(Bounding-box rows)

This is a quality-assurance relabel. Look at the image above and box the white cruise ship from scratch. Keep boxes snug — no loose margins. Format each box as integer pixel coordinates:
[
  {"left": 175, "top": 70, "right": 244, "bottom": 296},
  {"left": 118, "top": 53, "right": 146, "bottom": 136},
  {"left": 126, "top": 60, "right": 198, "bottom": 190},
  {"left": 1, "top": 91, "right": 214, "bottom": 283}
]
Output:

Problem to solve
Pull out each line of the rows above that contains the string "bottom" and copy those lines as they are.

Result
  {"left": 175, "top": 70, "right": 244, "bottom": 296},
  {"left": 118, "top": 53, "right": 146, "bottom": 136},
  {"left": 126, "top": 60, "right": 198, "bottom": 190},
  {"left": 1, "top": 91, "right": 214, "bottom": 283}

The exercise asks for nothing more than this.